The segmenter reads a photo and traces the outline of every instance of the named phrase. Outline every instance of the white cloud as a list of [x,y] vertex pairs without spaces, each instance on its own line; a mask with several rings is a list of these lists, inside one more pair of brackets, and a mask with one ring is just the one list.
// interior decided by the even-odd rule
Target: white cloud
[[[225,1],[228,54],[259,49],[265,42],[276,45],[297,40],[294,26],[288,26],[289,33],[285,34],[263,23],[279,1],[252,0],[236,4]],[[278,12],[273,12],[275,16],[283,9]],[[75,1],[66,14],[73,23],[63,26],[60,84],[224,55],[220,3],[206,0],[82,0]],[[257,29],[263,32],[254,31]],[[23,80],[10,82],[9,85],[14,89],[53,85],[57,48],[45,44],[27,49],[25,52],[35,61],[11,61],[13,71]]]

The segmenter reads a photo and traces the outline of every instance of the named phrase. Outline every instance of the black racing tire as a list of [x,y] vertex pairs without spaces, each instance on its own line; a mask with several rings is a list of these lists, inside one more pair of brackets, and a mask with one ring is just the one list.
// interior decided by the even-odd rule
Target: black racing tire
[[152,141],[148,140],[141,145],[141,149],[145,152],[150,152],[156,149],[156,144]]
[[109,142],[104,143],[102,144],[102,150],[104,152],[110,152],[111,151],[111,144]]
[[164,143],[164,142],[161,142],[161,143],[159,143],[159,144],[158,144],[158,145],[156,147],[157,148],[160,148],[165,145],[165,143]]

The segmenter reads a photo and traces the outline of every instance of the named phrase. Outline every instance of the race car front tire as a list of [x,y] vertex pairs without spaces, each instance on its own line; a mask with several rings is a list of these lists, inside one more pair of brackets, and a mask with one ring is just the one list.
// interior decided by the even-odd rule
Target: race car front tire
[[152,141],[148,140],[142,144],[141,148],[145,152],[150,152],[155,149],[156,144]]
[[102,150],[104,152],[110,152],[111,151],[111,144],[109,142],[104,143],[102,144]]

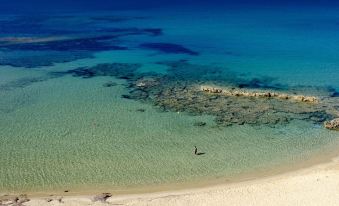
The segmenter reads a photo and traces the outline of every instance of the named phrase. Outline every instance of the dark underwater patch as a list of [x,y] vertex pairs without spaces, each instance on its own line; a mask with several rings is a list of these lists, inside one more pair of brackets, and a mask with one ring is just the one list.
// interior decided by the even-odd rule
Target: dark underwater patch
[[[105,50],[126,50],[126,47],[113,45],[111,40],[116,35],[98,37],[85,37],[65,40],[54,40],[34,43],[18,43],[4,45],[2,48],[11,50],[32,50],[32,51],[105,51]],[[1,48],[1,47],[0,47]]]
[[139,47],[167,54],[188,54],[192,56],[199,55],[199,53],[196,51],[190,50],[182,45],[172,43],[143,43],[140,44]]
[[[0,51],[6,58],[0,59],[0,65],[26,68],[51,66],[54,63],[91,58],[95,52],[127,50],[121,37],[163,34],[160,28],[112,28],[112,25],[108,28],[102,22],[138,18],[73,15],[1,17]],[[16,52],[21,54],[13,55]]]
[[141,64],[107,63],[98,64],[93,67],[80,67],[65,72],[52,72],[50,74],[54,76],[63,76],[70,74],[74,77],[81,77],[85,79],[97,76],[112,76],[125,79],[126,77],[133,77],[135,75],[135,72],[140,67]]
[[125,22],[131,20],[138,20],[138,19],[146,19],[147,17],[135,17],[135,16],[93,16],[90,17],[93,21],[101,21],[101,22],[109,22],[109,23],[116,23],[116,22]]
[[[19,53],[19,54],[18,54]],[[55,63],[65,63],[77,59],[93,58],[90,52],[6,52],[0,58],[0,65],[9,65],[12,67],[37,68],[41,66],[52,66]]]

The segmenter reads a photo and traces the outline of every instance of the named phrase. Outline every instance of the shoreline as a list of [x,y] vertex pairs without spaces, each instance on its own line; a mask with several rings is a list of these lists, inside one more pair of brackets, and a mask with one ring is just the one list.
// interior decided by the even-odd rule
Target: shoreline
[[338,205],[338,185],[339,156],[309,168],[238,183],[113,195],[103,201],[93,201],[94,195],[34,197],[24,205]]
[[[338,148],[338,147],[336,147]],[[330,155],[331,154],[331,155]],[[284,170],[285,169],[285,170]],[[46,193],[27,193],[28,194],[28,202],[25,202],[24,205],[42,205],[43,203],[48,205],[49,203],[51,205],[107,205],[107,203],[114,203],[114,204],[127,204],[127,205],[149,205],[150,199],[159,200],[161,202],[157,202],[154,205],[167,205],[166,202],[163,201],[179,201],[178,203],[174,203],[174,205],[187,205],[186,201],[189,201],[189,204],[192,203],[192,205],[199,205],[196,201],[193,199],[190,199],[191,197],[200,198],[201,201],[204,201],[204,204],[200,205],[213,205],[213,203],[205,203],[205,199],[208,196],[210,199],[206,201],[213,201],[214,198],[212,197],[214,193],[216,193],[217,197],[219,195],[227,197],[227,194],[229,191],[238,190],[239,188],[242,190],[244,188],[261,188],[263,185],[266,184],[272,184],[279,186],[282,184],[287,184],[289,182],[293,181],[299,181],[299,179],[311,179],[314,180],[315,176],[317,177],[317,181],[319,178],[328,177],[329,175],[335,176],[336,178],[333,178],[333,184],[336,183],[339,185],[339,152],[335,152],[335,150],[332,151],[326,151],[325,153],[322,153],[318,158],[311,158],[307,160],[306,162],[303,162],[303,164],[294,165],[294,167],[285,167],[283,170],[281,168],[278,168],[277,173],[273,173],[272,171],[268,172],[267,174],[261,174],[260,176],[253,176],[253,177],[247,177],[242,180],[232,180],[232,181],[226,181],[224,179],[215,179],[214,182],[208,181],[203,182],[202,184],[166,184],[166,186],[156,186],[154,188],[139,188],[137,190],[124,190],[121,189],[120,192],[116,191],[110,191],[104,190],[104,189],[98,189],[98,190],[91,190],[87,192],[72,192],[69,191],[67,193],[62,192],[46,192]],[[311,185],[310,185],[311,186]],[[328,187],[328,185],[324,185],[324,187]],[[112,189],[112,188],[111,188]],[[274,187],[271,188],[274,190]],[[305,190],[308,190],[305,188]],[[123,191],[123,192],[121,192]],[[102,194],[112,195],[111,197],[107,197],[104,201],[93,201],[95,198],[102,198]],[[112,192],[112,193],[110,193]],[[212,196],[210,193],[213,193]],[[225,193],[225,194],[224,194]],[[1,193],[0,193],[1,194]],[[4,194],[1,194],[1,197],[3,198]],[[242,194],[242,193],[241,193]],[[338,187],[338,194],[339,194],[339,187]],[[237,197],[237,194],[234,194],[235,197]],[[243,194],[242,194],[243,195]],[[270,193],[268,193],[270,196]],[[288,195],[288,194],[286,194]],[[315,195],[315,194],[314,194]],[[12,195],[10,195],[12,196]],[[201,196],[201,197],[200,197]],[[241,195],[240,195],[241,196]],[[239,196],[239,198],[240,198]],[[13,196],[14,197],[14,196]],[[189,198],[189,200],[187,200]],[[227,197],[229,198],[229,197]],[[227,199],[226,198],[226,199]],[[244,198],[244,197],[242,197]],[[226,201],[225,199],[225,201]],[[121,203],[121,201],[123,203]],[[180,203],[180,201],[184,201]],[[239,200],[238,200],[239,201]],[[1,201],[0,201],[1,203]],[[253,203],[253,202],[252,202]],[[338,202],[339,204],[339,198]],[[217,204],[217,203],[215,203]],[[221,202],[218,203],[220,205]],[[247,202],[246,204],[251,204],[251,202]],[[153,205],[153,203],[151,204]],[[173,204],[170,204],[173,205]],[[238,205],[238,204],[234,204]],[[242,204],[239,204],[242,205]],[[245,205],[245,204],[244,204]],[[305,204],[306,205],[306,204]]]

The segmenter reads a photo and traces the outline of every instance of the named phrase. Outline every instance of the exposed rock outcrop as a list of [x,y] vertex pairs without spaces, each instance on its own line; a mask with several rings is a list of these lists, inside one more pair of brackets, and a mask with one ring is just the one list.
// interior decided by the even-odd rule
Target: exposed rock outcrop
[[294,100],[298,102],[309,102],[309,103],[318,103],[318,98],[314,96],[304,96],[304,95],[289,95],[285,93],[277,93],[270,91],[251,91],[251,90],[241,90],[235,88],[218,88],[212,86],[201,86],[201,91],[222,94],[225,96],[241,96],[241,97],[265,97],[265,98],[276,98],[276,99],[285,99],[285,100]]
[[325,128],[339,131],[339,118],[324,123]]

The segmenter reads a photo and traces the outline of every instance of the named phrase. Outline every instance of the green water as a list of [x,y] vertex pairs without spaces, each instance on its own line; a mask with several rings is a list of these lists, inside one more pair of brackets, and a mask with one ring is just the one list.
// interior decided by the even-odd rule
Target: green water
[[[46,44],[48,49],[33,44],[32,50],[37,50],[33,52],[23,45],[0,45],[0,64],[4,64],[0,66],[0,192],[67,189],[76,193],[99,188],[128,192],[164,185],[196,186],[276,174],[329,160],[338,148],[339,133],[324,129],[319,122],[293,120],[288,124],[223,127],[213,116],[164,112],[152,103],[122,98],[130,92],[123,79],[85,79],[71,74],[46,79],[49,72],[99,63],[141,64],[138,72],[163,75],[169,67],[158,62],[184,59],[187,65],[195,65],[191,71],[181,68],[185,74],[195,74],[199,65],[207,65],[205,69],[216,66],[238,80],[265,77],[264,87],[271,83],[287,90],[293,86],[314,87],[338,95],[335,8],[199,11],[154,9],[106,14],[113,19],[121,14],[146,17],[121,22],[110,21],[112,16],[102,18],[105,13],[101,12],[92,16],[66,13],[63,18],[44,22],[43,29],[36,27],[36,16],[7,24],[2,19],[1,23],[7,25],[4,28],[9,29],[0,31],[5,39],[46,36],[87,41],[74,39],[68,43],[75,48],[63,45],[57,52],[53,51],[57,44]],[[99,20],[91,19],[93,15],[99,15]],[[100,32],[126,28],[136,34]],[[162,34],[138,34],[138,29],[160,29]],[[107,40],[107,44],[126,49],[107,50],[107,45],[100,44],[106,35],[119,36]],[[140,44],[154,42],[167,46],[140,48]],[[50,56],[60,55],[63,49],[69,50],[66,55],[85,50],[93,58],[74,57],[70,59],[78,60],[71,61],[62,55]],[[199,55],[190,55],[187,50]],[[51,62],[44,62],[44,58]],[[51,66],[44,66],[48,63]],[[104,87],[108,81],[118,85]],[[338,112],[336,95],[327,97]],[[194,126],[197,122],[206,125]],[[194,146],[205,154],[194,155]]]
[[[1,191],[235,179],[293,165],[337,143],[337,133],[309,123],[225,128],[209,116],[160,112],[122,99],[124,80],[102,87],[107,80],[66,76],[1,94],[12,108],[0,118]],[[207,126],[193,126],[197,121]],[[205,154],[193,155],[195,145]]]

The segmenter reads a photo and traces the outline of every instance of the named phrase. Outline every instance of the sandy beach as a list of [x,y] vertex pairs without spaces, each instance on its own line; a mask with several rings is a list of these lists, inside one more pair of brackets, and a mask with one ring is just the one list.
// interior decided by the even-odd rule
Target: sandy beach
[[95,195],[48,196],[32,198],[22,205],[339,205],[339,158],[307,169],[234,184],[107,199]]

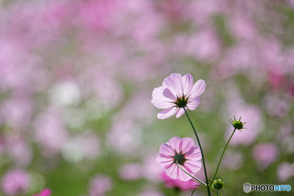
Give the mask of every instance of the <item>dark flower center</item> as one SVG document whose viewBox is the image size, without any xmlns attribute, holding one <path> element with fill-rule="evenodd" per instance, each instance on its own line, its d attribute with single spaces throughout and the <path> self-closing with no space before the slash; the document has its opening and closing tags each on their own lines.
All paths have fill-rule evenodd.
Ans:
<svg viewBox="0 0 294 196">
<path fill-rule="evenodd" d="M 182 97 L 182 98 L 179 98 L 179 97 L 177 95 L 176 95 L 177 96 L 177 102 L 172 102 L 172 103 L 174 103 L 176 106 L 175 106 L 174 107 L 178 107 L 179 108 L 183 108 L 183 107 L 187 107 L 187 104 L 190 101 L 188 101 L 188 99 L 189 98 L 189 97 L 190 96 L 190 95 L 187 98 L 185 99 L 185 97 L 186 96 L 186 95 L 184 95 L 184 93 L 183 93 L 183 96 Z"/>
<path fill-rule="evenodd" d="M 171 156 L 169 155 L 169 156 L 171 157 L 172 158 L 174 159 L 173 162 L 172 163 L 172 164 L 173 164 L 173 163 L 176 163 L 176 164 L 177 161 L 178 161 L 178 163 L 179 165 L 181 165 L 183 166 L 185 166 L 184 165 L 184 162 L 186 161 L 187 161 L 189 160 L 189 159 L 187 159 L 184 158 L 185 155 L 187 153 L 186 152 L 184 154 L 182 154 L 182 151 L 183 151 L 183 150 L 181 150 L 181 151 L 180 152 L 180 153 L 178 154 L 177 153 L 176 151 L 176 149 L 175 149 L 175 152 L 176 152 L 176 154 L 175 156 Z"/>
</svg>

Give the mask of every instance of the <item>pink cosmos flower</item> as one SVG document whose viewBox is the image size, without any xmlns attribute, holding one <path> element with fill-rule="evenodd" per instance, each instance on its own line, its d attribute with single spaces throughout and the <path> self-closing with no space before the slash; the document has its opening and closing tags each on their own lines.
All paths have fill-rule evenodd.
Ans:
<svg viewBox="0 0 294 196">
<path fill-rule="evenodd" d="M 33 196 L 50 196 L 52 194 L 52 191 L 49 188 L 45 188 L 40 192 L 39 194 L 34 194 Z"/>
<path fill-rule="evenodd" d="M 23 170 L 9 171 L 1 178 L 1 186 L 5 195 L 14 196 L 25 194 L 31 186 L 29 175 Z"/>
<path fill-rule="evenodd" d="M 172 179 L 168 176 L 164 172 L 161 174 L 161 177 L 164 182 L 166 186 L 169 188 L 176 187 L 183 191 L 186 191 L 195 189 L 197 187 L 194 185 L 200 185 L 198 182 L 191 180 L 184 182 L 178 179 Z"/>
<path fill-rule="evenodd" d="M 155 88 L 151 103 L 157 108 L 164 110 L 157 114 L 159 119 L 165 119 L 176 114 L 178 118 L 185 113 L 184 109 L 193 110 L 199 105 L 199 96 L 205 90 L 205 81 L 199 80 L 193 85 L 193 77 L 187 74 L 182 77 L 174 73 L 164 79 L 162 86 Z"/>
<path fill-rule="evenodd" d="M 193 175 L 200 169 L 201 158 L 200 149 L 194 145 L 193 139 L 175 137 L 160 146 L 156 160 L 171 178 L 186 181 L 191 177 L 178 167 L 176 161 Z"/>
</svg>

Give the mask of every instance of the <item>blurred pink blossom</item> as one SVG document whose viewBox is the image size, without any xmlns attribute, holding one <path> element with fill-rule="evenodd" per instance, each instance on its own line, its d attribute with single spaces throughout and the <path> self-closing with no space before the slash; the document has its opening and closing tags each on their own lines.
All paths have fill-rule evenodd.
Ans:
<svg viewBox="0 0 294 196">
<path fill-rule="evenodd" d="M 31 186 L 30 176 L 25 170 L 11 170 L 2 177 L 1 185 L 6 195 L 14 196 L 25 194 Z"/>
<path fill-rule="evenodd" d="M 155 113 L 153 107 L 151 107 L 150 99 L 146 92 L 141 92 L 134 95 L 121 108 L 114 117 L 115 120 L 132 119 L 140 124 L 148 125 L 154 121 Z"/>
<path fill-rule="evenodd" d="M 253 158 L 261 170 L 266 169 L 276 160 L 279 154 L 275 145 L 270 143 L 256 145 L 253 148 L 252 153 Z"/>
<path fill-rule="evenodd" d="M 186 181 L 191 177 L 178 167 L 176 161 L 193 175 L 201 168 L 201 158 L 199 147 L 194 145 L 193 140 L 175 137 L 160 146 L 156 160 L 169 177 Z"/>
<path fill-rule="evenodd" d="M 178 188 L 183 191 L 193 190 L 197 187 L 197 186 L 192 187 L 190 186 L 199 185 L 198 182 L 192 180 L 184 181 L 182 181 L 178 179 L 171 178 L 164 172 L 162 173 L 161 177 L 164 182 L 166 186 L 168 188 Z M 194 180 L 192 178 L 191 179 Z"/>
<path fill-rule="evenodd" d="M 221 44 L 213 30 L 204 29 L 193 35 L 187 40 L 185 53 L 201 61 L 211 61 L 219 55 Z"/>
<path fill-rule="evenodd" d="M 285 86 L 285 76 L 284 74 L 276 72 L 269 73 L 269 79 L 270 83 L 275 90 L 278 90 Z"/>
<path fill-rule="evenodd" d="M 241 153 L 227 150 L 220 164 L 221 168 L 227 168 L 233 171 L 237 170 L 243 166 L 244 158 Z"/>
<path fill-rule="evenodd" d="M 241 132 L 237 130 L 235 132 L 229 145 L 242 144 L 248 146 L 254 141 L 263 126 L 262 114 L 257 106 L 246 103 L 233 90 L 235 89 L 234 88 L 231 88 L 231 91 L 227 91 L 229 98 L 227 104 L 228 113 L 227 115 L 224 116 L 224 120 L 227 121 L 228 119 L 235 116 L 238 119 L 241 117 L 242 122 L 250 122 L 250 123 L 245 124 L 245 128 L 247 129 Z M 226 141 L 228 141 L 234 129 L 230 124 L 228 123 L 227 125 L 227 130 L 224 136 Z"/>
<path fill-rule="evenodd" d="M 25 99 L 13 98 L 7 100 L 0 107 L 2 118 L 10 125 L 19 128 L 28 125 L 32 115 L 32 103 Z"/>
<path fill-rule="evenodd" d="M 50 196 L 52 191 L 49 188 L 45 188 L 41 190 L 39 194 L 34 194 L 33 196 Z"/>
<path fill-rule="evenodd" d="M 93 177 L 89 185 L 89 196 L 104 196 L 105 192 L 112 189 L 112 181 L 103 174 L 98 174 Z"/>
<path fill-rule="evenodd" d="M 165 196 L 163 193 L 152 189 L 146 189 L 143 191 L 139 196 Z"/>
<path fill-rule="evenodd" d="M 291 100 L 284 95 L 268 93 L 264 96 L 265 109 L 271 116 L 282 117 L 287 113 Z"/>
<path fill-rule="evenodd" d="M 49 109 L 39 115 L 35 123 L 35 139 L 45 156 L 50 157 L 57 152 L 69 137 L 58 110 Z"/>
<path fill-rule="evenodd" d="M 187 102 L 184 105 L 186 109 L 193 110 L 198 106 L 199 96 L 204 92 L 206 85 L 205 81 L 201 79 L 194 85 L 193 83 L 191 74 L 187 73 L 182 77 L 181 74 L 175 73 L 164 79 L 163 86 L 154 89 L 151 103 L 157 108 L 165 109 L 157 114 L 158 118 L 165 119 L 175 114 L 178 118 L 183 115 L 185 113 L 184 109 L 180 108 L 174 102 L 181 104 L 181 107 L 184 106 L 184 103 L 179 103 L 177 99 L 182 102 L 183 99 L 183 102 Z"/>
<path fill-rule="evenodd" d="M 151 154 L 144 156 L 143 162 L 141 166 L 142 176 L 147 180 L 154 182 L 161 181 L 160 177 L 163 169 L 156 161 L 157 154 Z"/>
<path fill-rule="evenodd" d="M 238 38 L 252 40 L 256 38 L 257 32 L 254 24 L 250 19 L 244 16 L 231 17 L 229 27 L 235 36 Z"/>
<path fill-rule="evenodd" d="M 26 167 L 31 163 L 34 154 L 30 144 L 21 137 L 6 138 L 7 154 L 17 167 Z"/>
<path fill-rule="evenodd" d="M 294 177 L 294 162 L 291 164 L 288 162 L 280 163 L 277 169 L 277 173 L 279 180 L 281 182 Z"/>
<path fill-rule="evenodd" d="M 121 84 L 98 66 L 85 68 L 79 78 L 82 82 L 84 96 L 93 95 L 106 101 L 112 109 L 123 100 L 124 92 Z"/>
<path fill-rule="evenodd" d="M 121 166 L 119 175 L 121 178 L 126 180 L 137 180 L 141 177 L 141 170 L 138 163 L 127 163 Z"/>
<path fill-rule="evenodd" d="M 128 156 L 137 154 L 142 145 L 142 128 L 132 120 L 114 123 L 106 136 L 107 143 L 117 153 Z"/>
</svg>

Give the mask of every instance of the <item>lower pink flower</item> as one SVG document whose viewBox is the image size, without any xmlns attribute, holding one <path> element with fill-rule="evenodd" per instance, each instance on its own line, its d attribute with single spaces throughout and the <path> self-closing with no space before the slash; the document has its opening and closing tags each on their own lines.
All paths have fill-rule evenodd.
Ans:
<svg viewBox="0 0 294 196">
<path fill-rule="evenodd" d="M 45 188 L 41 191 L 39 194 L 34 194 L 33 196 L 50 196 L 52 194 L 52 191 L 49 188 Z"/>
<path fill-rule="evenodd" d="M 161 178 L 164 182 L 164 184 L 168 188 L 177 188 L 183 191 L 192 190 L 197 187 L 194 185 L 200 185 L 199 183 L 194 181 L 188 180 L 182 181 L 179 179 L 173 179 L 168 176 L 164 172 L 161 175 Z M 191 180 L 193 180 L 191 177 Z"/>
<path fill-rule="evenodd" d="M 171 178 L 186 181 L 191 177 L 178 167 L 176 161 L 193 175 L 200 169 L 201 158 L 200 149 L 198 146 L 194 145 L 193 139 L 175 137 L 160 146 L 156 160 Z"/>
</svg>

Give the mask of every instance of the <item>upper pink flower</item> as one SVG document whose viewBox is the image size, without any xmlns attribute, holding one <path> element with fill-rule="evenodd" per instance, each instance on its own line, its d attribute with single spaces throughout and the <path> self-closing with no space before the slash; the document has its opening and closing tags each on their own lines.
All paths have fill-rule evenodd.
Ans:
<svg viewBox="0 0 294 196">
<path fill-rule="evenodd" d="M 188 181 L 191 179 L 191 176 L 178 167 L 176 161 L 193 175 L 200 169 L 201 158 L 200 149 L 194 145 L 193 140 L 175 137 L 160 146 L 156 160 L 171 178 Z"/>
<path fill-rule="evenodd" d="M 45 188 L 40 192 L 40 194 L 34 194 L 33 196 L 50 196 L 52 194 L 52 191 L 49 188 Z"/>
<path fill-rule="evenodd" d="M 199 96 L 205 90 L 205 81 L 199 80 L 193 85 L 193 77 L 190 74 L 184 76 L 174 73 L 164 79 L 162 86 L 155 88 L 151 103 L 163 110 L 157 114 L 160 119 L 165 119 L 176 114 L 179 117 L 185 113 L 183 107 L 193 110 L 199 105 Z"/>
</svg>

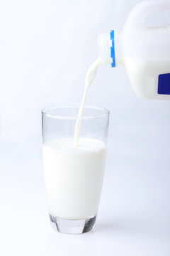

=====

Identify each line of the entries above that contains the word "racing", and copy those lines.

Expected answer.
The segmenter reads a photo and traces the outline of every instance of the named phrase. Outline every instance of the black racing tire as a list of [x,y] vertex pairs without spaces, each instance on its own line; a mask with several rings is a list of these lists, inside one more pair of brackets, and a mask with one ring is just the one list.
Target: black racing tire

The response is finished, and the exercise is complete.